GIVEN REQUEST: Return, character for character, the lines from the one bearing "If you could mark the pine" through the end of the material. Omit everything before that line.

--- --- ---

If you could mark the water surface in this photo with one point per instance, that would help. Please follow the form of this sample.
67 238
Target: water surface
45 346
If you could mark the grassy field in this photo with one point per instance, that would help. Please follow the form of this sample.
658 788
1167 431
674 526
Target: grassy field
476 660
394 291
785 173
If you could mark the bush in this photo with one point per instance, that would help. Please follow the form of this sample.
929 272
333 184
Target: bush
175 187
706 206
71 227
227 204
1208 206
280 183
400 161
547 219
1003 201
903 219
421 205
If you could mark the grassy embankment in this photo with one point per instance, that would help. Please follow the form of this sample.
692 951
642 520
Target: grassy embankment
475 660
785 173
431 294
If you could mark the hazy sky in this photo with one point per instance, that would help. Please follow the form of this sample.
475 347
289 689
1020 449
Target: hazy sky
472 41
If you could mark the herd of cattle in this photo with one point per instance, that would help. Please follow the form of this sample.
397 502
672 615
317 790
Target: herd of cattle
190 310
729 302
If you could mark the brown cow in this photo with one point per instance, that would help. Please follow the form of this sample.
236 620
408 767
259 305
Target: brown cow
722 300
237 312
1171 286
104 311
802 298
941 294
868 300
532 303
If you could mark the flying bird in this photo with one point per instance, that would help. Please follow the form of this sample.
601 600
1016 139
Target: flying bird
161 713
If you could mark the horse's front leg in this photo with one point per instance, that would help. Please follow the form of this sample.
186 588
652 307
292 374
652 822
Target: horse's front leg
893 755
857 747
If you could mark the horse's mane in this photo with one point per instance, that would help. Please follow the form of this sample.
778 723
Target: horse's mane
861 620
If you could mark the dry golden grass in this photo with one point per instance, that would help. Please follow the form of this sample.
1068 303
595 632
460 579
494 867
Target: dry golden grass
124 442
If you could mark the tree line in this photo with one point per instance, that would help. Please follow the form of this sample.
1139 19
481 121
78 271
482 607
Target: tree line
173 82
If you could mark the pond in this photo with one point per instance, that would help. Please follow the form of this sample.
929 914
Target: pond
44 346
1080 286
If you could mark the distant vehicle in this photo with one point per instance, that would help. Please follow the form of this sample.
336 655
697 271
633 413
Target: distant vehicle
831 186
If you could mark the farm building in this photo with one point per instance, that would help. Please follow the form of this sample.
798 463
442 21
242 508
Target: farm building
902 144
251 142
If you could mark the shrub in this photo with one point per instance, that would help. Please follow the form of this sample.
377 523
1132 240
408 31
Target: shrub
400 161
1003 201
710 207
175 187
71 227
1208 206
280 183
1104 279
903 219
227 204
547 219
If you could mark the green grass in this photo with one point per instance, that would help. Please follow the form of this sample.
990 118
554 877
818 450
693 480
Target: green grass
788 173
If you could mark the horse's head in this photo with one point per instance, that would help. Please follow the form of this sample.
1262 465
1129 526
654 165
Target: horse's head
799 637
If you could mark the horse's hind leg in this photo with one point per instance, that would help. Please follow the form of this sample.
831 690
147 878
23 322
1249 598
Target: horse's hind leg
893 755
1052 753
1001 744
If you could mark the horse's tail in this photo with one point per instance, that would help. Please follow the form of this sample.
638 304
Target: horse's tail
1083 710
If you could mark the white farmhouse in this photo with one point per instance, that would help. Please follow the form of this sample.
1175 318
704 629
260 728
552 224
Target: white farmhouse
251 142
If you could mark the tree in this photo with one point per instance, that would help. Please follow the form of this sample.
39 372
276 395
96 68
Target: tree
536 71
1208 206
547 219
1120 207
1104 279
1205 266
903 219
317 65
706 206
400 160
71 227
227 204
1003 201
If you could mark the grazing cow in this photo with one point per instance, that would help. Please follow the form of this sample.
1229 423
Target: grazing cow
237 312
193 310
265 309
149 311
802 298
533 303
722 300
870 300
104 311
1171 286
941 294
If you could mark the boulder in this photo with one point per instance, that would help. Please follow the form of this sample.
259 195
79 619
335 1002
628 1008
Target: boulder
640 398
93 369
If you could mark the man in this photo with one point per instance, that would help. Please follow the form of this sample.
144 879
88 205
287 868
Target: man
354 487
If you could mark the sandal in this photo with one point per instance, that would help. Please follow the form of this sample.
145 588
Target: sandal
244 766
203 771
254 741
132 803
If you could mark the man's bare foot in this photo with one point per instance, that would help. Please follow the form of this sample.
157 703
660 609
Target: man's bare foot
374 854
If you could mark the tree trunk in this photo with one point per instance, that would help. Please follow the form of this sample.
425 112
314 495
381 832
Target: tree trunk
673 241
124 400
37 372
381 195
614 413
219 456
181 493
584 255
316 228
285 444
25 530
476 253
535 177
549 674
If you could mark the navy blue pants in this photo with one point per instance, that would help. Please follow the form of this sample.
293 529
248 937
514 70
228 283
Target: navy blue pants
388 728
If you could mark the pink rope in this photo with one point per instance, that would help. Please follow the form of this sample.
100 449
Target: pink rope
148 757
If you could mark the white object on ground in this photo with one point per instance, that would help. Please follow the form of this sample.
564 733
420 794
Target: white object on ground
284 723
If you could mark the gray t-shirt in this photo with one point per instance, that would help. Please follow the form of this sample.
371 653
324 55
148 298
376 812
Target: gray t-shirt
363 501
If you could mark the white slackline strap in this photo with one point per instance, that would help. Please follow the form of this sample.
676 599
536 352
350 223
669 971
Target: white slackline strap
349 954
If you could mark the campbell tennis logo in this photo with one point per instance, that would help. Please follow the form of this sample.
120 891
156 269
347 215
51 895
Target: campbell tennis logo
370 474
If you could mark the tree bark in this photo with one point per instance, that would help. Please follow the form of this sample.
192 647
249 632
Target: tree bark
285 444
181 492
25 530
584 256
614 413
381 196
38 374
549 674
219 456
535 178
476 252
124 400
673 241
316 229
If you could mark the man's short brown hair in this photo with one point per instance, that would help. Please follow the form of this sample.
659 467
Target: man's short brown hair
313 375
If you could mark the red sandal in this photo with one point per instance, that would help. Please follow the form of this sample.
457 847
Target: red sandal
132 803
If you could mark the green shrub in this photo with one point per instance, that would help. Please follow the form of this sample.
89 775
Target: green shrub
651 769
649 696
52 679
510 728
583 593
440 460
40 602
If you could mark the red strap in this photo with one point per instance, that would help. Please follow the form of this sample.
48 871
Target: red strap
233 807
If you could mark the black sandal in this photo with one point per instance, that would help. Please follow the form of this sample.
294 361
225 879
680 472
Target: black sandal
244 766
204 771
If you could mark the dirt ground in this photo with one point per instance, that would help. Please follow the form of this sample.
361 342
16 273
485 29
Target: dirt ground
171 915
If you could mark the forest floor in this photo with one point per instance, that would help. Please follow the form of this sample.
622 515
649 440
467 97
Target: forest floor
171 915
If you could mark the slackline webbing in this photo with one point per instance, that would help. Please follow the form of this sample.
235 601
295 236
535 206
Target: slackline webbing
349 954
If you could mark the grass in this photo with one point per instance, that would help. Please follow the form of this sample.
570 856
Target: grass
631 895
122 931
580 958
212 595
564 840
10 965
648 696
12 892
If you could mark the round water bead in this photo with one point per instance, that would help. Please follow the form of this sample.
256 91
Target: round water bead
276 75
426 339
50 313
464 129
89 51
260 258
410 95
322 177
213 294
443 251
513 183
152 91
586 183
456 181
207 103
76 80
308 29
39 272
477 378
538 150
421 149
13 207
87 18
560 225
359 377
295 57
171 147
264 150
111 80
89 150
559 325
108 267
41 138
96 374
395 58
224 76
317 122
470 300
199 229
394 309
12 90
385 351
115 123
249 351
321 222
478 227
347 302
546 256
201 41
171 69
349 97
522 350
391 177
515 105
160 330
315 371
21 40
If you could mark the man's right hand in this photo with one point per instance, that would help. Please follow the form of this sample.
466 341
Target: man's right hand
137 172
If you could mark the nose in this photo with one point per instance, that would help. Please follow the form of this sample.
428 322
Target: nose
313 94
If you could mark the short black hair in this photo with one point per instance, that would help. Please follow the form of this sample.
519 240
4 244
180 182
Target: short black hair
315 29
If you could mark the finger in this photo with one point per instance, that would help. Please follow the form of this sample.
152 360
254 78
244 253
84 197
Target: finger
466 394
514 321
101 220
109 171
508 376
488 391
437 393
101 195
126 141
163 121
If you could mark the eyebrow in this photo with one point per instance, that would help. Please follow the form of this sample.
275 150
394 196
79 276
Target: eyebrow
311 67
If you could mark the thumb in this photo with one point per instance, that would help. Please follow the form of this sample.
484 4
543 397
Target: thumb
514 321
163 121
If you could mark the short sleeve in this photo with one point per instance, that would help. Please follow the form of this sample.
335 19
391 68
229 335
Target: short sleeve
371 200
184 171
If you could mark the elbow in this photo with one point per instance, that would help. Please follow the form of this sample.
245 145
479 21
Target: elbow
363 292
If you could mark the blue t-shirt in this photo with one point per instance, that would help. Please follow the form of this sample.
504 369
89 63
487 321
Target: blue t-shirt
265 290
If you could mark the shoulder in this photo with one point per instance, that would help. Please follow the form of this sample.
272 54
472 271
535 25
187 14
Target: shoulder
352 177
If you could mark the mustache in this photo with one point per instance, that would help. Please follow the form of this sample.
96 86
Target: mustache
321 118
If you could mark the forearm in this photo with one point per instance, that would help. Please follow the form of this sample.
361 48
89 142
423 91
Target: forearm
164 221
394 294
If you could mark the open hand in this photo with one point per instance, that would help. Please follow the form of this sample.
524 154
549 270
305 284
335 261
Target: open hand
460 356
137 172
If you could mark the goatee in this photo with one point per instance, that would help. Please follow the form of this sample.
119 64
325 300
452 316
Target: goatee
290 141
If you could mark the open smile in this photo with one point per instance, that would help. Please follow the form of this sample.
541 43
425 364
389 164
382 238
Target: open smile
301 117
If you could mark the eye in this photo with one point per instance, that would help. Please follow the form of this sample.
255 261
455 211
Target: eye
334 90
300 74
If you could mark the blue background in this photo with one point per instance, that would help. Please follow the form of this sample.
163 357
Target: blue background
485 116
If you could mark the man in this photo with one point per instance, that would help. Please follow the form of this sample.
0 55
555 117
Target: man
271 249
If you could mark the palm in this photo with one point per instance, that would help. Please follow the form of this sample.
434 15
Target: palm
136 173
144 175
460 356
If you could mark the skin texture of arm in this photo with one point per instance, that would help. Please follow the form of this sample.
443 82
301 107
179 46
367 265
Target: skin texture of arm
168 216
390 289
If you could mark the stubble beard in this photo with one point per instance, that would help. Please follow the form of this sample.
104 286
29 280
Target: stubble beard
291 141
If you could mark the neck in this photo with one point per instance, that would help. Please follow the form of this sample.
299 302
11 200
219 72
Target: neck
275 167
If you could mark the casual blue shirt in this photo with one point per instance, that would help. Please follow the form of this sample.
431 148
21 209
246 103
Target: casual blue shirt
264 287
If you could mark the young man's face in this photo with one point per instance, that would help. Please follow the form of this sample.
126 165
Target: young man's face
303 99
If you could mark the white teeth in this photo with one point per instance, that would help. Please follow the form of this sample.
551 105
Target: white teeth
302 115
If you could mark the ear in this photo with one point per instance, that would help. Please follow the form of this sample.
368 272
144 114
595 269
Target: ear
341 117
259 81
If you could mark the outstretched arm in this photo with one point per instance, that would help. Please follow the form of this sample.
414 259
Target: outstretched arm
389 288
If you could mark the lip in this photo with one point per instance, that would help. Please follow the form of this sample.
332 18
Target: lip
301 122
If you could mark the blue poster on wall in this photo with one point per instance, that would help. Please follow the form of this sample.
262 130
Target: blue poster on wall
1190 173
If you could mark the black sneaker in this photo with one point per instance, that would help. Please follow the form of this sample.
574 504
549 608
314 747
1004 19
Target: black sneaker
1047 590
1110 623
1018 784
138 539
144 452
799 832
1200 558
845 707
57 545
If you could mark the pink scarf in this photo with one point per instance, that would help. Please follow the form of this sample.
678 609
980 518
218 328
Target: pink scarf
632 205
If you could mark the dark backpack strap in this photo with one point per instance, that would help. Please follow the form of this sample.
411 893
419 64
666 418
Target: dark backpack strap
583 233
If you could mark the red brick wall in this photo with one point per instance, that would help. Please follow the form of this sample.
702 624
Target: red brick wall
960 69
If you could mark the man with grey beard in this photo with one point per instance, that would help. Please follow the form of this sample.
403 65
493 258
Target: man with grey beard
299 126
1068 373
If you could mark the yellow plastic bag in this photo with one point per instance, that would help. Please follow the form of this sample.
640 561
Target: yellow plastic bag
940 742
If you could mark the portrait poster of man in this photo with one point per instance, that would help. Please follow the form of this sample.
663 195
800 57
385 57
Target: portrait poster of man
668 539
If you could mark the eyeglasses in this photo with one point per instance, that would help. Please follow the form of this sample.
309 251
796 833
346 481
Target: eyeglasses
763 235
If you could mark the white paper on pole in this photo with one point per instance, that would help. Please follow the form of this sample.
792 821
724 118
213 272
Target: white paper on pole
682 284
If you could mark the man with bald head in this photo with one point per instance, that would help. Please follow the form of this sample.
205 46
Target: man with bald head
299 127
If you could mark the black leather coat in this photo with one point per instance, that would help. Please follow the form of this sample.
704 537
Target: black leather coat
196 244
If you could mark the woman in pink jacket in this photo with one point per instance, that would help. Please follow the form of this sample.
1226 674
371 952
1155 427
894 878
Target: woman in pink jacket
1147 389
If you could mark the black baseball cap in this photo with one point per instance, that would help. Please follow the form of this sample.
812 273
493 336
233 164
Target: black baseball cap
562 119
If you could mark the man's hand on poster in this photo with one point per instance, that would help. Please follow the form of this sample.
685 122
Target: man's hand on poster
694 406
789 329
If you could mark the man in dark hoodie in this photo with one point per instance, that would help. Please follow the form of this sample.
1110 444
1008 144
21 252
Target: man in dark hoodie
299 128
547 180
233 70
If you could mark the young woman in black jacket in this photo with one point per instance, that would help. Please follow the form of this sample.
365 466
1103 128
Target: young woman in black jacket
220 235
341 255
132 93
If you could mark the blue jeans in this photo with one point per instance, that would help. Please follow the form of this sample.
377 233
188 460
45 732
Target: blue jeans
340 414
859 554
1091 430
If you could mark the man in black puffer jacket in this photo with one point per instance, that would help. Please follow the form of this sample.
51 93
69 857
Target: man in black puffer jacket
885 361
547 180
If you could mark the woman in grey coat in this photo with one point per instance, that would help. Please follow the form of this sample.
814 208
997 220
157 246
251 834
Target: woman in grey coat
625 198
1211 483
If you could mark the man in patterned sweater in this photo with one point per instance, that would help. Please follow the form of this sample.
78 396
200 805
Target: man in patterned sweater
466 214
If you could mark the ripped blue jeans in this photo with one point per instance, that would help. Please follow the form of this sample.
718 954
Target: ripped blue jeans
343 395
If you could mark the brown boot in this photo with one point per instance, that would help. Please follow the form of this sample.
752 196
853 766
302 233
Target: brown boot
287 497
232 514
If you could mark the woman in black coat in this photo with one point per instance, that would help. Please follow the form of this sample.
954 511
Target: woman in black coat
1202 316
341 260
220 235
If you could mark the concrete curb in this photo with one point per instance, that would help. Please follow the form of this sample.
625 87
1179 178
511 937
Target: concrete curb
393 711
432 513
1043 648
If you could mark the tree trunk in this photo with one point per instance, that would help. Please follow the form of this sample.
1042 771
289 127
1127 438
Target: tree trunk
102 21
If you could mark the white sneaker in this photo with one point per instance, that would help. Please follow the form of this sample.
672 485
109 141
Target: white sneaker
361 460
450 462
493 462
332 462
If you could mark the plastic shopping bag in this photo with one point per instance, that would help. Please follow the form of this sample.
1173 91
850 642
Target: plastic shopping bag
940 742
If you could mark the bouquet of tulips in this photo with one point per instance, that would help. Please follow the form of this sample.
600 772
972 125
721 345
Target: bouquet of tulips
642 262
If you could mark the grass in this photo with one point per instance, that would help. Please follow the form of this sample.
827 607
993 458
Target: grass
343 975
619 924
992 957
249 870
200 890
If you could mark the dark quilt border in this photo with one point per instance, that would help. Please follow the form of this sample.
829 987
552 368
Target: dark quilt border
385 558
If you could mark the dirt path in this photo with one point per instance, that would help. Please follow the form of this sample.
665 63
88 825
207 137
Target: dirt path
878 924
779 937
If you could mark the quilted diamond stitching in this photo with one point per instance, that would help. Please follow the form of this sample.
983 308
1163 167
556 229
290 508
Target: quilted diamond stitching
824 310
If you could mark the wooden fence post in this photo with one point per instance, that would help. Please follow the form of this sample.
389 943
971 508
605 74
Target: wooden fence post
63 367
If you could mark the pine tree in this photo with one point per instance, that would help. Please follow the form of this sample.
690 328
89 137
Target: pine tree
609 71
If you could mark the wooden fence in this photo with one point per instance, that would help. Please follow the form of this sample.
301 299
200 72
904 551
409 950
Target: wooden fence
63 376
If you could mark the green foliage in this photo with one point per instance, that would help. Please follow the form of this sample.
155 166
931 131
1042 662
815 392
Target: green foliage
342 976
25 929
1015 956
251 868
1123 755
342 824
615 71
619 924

--- --- ---

SOLUTION:
If you could mark the pine tree in this photo with one point per instance, that would help. Please follow the form of this sample.
690 328
89 137
Target: pine tree
609 71
If you could mark the wooden fence in this photo with one point per instance, that would help. Please follow the form of this sample.
301 299
200 72
904 551
409 950
Target: wooden fence
63 376
If you could mark the green foliage in this photo with one point per instance, that would help. Please follow the form of this sample.
155 166
931 131
1042 662
815 392
Target: green foliage
342 976
25 929
1015 956
251 868
1123 755
342 824
615 71
619 924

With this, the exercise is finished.